- [STORED RECORDS]:
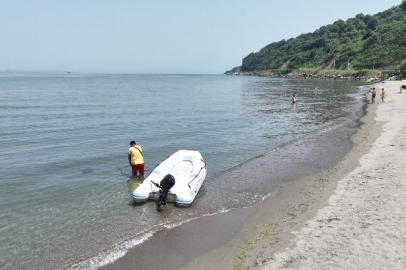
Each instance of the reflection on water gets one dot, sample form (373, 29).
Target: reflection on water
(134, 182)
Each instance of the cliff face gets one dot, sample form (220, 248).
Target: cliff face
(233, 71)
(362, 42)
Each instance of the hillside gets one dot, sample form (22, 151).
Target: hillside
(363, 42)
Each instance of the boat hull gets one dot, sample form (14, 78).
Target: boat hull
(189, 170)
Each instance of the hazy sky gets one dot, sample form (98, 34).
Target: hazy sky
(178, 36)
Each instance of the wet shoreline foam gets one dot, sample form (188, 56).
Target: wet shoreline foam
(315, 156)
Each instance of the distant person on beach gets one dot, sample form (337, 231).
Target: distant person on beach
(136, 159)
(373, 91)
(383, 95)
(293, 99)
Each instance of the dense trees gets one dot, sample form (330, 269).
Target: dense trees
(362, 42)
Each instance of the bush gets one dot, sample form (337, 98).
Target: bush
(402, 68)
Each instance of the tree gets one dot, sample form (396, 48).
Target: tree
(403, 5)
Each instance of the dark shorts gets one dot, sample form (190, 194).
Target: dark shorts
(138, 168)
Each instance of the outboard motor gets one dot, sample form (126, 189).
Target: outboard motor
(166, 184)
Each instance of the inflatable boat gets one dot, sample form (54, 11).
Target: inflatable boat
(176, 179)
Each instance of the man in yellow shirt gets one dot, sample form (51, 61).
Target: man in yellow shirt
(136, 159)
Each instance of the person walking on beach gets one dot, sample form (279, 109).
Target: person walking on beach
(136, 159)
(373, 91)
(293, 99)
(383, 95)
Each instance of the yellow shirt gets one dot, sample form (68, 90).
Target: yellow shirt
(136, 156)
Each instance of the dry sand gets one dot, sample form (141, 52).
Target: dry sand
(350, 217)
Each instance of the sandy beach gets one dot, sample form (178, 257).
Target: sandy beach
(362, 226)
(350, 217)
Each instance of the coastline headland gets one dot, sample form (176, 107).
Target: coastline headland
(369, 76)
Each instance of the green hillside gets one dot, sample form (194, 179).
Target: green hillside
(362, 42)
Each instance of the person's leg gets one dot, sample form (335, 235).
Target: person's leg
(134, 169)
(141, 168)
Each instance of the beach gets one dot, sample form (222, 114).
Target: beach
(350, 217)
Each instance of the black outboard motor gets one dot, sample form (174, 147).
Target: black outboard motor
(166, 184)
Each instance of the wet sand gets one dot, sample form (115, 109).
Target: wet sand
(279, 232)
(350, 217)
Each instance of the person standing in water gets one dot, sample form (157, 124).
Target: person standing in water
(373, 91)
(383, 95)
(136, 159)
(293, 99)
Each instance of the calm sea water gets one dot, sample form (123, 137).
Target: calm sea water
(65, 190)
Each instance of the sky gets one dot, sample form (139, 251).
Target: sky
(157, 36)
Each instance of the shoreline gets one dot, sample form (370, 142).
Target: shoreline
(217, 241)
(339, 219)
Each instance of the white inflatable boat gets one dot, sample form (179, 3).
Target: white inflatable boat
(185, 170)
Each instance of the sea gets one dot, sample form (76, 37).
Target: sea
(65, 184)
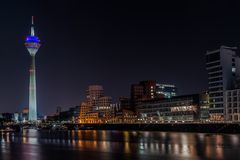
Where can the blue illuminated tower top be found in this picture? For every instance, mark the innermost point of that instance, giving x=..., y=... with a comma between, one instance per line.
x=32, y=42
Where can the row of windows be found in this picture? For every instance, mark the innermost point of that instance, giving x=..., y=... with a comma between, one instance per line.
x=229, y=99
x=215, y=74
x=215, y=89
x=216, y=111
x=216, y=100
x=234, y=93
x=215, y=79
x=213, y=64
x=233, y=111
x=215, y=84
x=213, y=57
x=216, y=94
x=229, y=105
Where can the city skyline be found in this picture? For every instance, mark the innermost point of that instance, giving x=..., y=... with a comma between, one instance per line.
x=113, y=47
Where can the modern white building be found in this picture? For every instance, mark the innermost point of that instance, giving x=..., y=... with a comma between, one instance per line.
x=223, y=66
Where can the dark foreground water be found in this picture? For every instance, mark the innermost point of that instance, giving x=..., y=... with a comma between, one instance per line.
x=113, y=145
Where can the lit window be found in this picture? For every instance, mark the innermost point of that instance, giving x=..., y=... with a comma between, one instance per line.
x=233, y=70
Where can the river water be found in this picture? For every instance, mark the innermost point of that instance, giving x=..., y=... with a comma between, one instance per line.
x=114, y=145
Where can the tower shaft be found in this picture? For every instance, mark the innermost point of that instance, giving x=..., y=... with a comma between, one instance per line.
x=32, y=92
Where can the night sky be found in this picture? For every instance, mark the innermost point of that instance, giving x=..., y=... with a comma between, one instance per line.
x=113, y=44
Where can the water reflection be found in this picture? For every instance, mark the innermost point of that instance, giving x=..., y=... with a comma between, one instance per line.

- [TASK GOAL]: Can you write these lines out again, beginning at the line that contains "Where can the night" and ending with the last line, keeping every line unchanged except that each coordinate in the answers is shifted up by 55?

- [SOLUTION BELOW]:
Where can the night sky be found in this picture? For every instance, mark the innermost point of that instance, giving x=..., y=... with a comma between, one instance per line.
x=168, y=99
Where can the water reflection be found in this picture? For every instance, mark the innermost point of that instance, giving x=..., y=... with a comma between, one instance per line.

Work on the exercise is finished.